## Exercise brief
Present the lines below as a numbered list, omitting any blank lines.

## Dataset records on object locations
# # # # # # #

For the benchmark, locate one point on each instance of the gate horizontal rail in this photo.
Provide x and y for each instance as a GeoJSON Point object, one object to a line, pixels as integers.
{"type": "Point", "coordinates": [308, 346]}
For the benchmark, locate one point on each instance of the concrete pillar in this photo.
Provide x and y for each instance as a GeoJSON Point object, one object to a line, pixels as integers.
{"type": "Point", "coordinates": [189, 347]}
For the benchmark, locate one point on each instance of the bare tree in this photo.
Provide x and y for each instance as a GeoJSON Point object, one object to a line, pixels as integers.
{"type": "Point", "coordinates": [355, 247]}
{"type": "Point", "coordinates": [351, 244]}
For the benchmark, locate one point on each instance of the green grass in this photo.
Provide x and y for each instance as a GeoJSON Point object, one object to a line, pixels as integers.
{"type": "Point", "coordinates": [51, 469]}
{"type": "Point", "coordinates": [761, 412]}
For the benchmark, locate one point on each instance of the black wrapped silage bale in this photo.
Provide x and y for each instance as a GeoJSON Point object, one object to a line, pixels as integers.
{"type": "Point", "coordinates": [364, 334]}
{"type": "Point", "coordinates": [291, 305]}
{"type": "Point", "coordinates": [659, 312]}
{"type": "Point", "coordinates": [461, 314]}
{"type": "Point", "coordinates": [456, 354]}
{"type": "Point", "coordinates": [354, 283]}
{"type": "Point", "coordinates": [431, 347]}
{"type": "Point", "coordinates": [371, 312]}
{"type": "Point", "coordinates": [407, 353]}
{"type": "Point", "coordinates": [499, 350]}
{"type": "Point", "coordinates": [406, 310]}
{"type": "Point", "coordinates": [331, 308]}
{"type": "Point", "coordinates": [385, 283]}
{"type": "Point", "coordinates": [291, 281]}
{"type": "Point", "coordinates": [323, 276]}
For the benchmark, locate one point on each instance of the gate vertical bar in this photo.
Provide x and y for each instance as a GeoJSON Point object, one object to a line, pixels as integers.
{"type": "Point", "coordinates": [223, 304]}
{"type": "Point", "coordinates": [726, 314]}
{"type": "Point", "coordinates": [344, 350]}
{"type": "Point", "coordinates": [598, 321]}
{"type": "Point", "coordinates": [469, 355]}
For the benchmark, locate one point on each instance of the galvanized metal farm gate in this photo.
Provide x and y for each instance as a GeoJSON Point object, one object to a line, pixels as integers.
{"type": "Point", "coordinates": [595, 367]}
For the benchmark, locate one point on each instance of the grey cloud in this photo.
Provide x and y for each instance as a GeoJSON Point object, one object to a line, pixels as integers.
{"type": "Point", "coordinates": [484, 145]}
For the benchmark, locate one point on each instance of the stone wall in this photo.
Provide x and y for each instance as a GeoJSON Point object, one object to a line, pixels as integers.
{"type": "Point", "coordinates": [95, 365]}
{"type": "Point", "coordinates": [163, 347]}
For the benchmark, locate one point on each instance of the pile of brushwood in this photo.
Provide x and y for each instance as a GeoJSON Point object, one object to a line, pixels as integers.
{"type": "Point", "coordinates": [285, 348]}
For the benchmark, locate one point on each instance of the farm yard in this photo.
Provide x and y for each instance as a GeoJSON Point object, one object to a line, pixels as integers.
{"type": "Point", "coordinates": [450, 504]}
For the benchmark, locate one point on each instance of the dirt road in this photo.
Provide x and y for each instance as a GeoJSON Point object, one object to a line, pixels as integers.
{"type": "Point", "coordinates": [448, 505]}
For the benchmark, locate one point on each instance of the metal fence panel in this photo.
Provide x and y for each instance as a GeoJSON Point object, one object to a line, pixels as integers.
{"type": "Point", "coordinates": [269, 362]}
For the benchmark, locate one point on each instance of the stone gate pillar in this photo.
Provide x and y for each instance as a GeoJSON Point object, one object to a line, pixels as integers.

# # # # # # #

## Completed exercise
1. For the benchmark, locate one point on each instance of the gate horizontal rail in this photo.
2. Provide x and y for each instance as a GeoJSON Point object, one object to a line, pixels as integers.
3. {"type": "Point", "coordinates": [308, 346]}
4. For the benchmark, locate one point on each instance of the concrete pillar in this photo.
5. Provide x and y for each instance as a GeoJSON Point object, one object to a line, pixels as integers.
6. {"type": "Point", "coordinates": [189, 347]}
7. For the benchmark, locate one point on each instance of the bare tree in this photo.
8. Provide x and y for each instance as a GeoJSON Point object, one object to a line, pixels as integers.
9. {"type": "Point", "coordinates": [355, 247]}
10. {"type": "Point", "coordinates": [351, 244]}
11. For the benchmark, locate one point on each instance of the green grass in this photo.
12. Provide x and y for each instance as a GeoJSON Point object, one object to a line, pixels as integers.
13. {"type": "Point", "coordinates": [51, 469]}
14. {"type": "Point", "coordinates": [761, 412]}
15. For the benchmark, locate one point on each instance of the black wrapped silage bale in this photo.
16. Provide x and y for each instance as a GeoJSON Point object, one object to a line, pixels as integers.
17. {"type": "Point", "coordinates": [364, 334]}
18. {"type": "Point", "coordinates": [291, 305]}
19. {"type": "Point", "coordinates": [659, 312]}
20. {"type": "Point", "coordinates": [461, 314]}
21. {"type": "Point", "coordinates": [456, 354]}
22. {"type": "Point", "coordinates": [354, 283]}
23. {"type": "Point", "coordinates": [431, 347]}
24. {"type": "Point", "coordinates": [371, 312]}
25. {"type": "Point", "coordinates": [407, 353]}
26. {"type": "Point", "coordinates": [499, 350]}
27. {"type": "Point", "coordinates": [406, 310]}
28. {"type": "Point", "coordinates": [331, 308]}
29. {"type": "Point", "coordinates": [385, 283]}
30. {"type": "Point", "coordinates": [291, 281]}
31. {"type": "Point", "coordinates": [323, 276]}
32. For the benchmark, locate one point on each instance of the gate vertical bar in this photo.
33. Provide x and y for each instance as a GeoJSON Point object, one object to a line, pixels as integers.
34. {"type": "Point", "coordinates": [223, 304]}
35. {"type": "Point", "coordinates": [726, 314]}
36. {"type": "Point", "coordinates": [344, 350]}
37. {"type": "Point", "coordinates": [598, 321]}
38. {"type": "Point", "coordinates": [469, 355]}
39. For the benchmark, locate one point on each instance of the galvanized metal farm gate in this photo.
40. Provide x and y for each instance as a GeoJSON Point object, one object to a line, pixels as integers.
41. {"type": "Point", "coordinates": [595, 367]}
42. For the benchmark, locate one point on each instance of the grey cloud in this photo.
43. Provide x and y for each instance as a GeoJSON Point object, one object to a line, pixels as integers.
44. {"type": "Point", "coordinates": [484, 145]}
45. For the benchmark, locate one point on each instance of the stone wall in this photo.
46. Provide x and y for each instance as a GeoJSON Point object, one object to a line, pixels as integers.
47. {"type": "Point", "coordinates": [95, 365]}
48. {"type": "Point", "coordinates": [163, 347]}
49. For the benchmark, locate one point on each instance of the pile of brushwood in this photo.
50. Provide x and y for each instance as a GeoJSON Point object, one object to a line, pixels as integers.
51. {"type": "Point", "coordinates": [285, 348]}
52. For the benchmark, locate one point on each instance of the farm yard in this photo.
53. Provide x and y for each instance as a GeoJSON Point object, one object to a line, pixels as integers.
54. {"type": "Point", "coordinates": [450, 504]}
55. For the benchmark, locate one point on each instance of the dirt road in this photo.
56. Provide x and y for each instance as a GeoJSON Point object, one object to a line, pixels as integers.
57. {"type": "Point", "coordinates": [448, 505]}
58. For the benchmark, locate one point on each instance of the metal fence panel in this photo.
59. Provide x and y for each instance as a GeoJSON Point object, one object to a line, pixels as integers.
60. {"type": "Point", "coordinates": [269, 362]}
61. For the benchmark, locate one point on each instance of the stone gate pillar in this photo.
62. Provide x and y for each instance as a GeoJSON Point object, one object to a line, pixels as integers.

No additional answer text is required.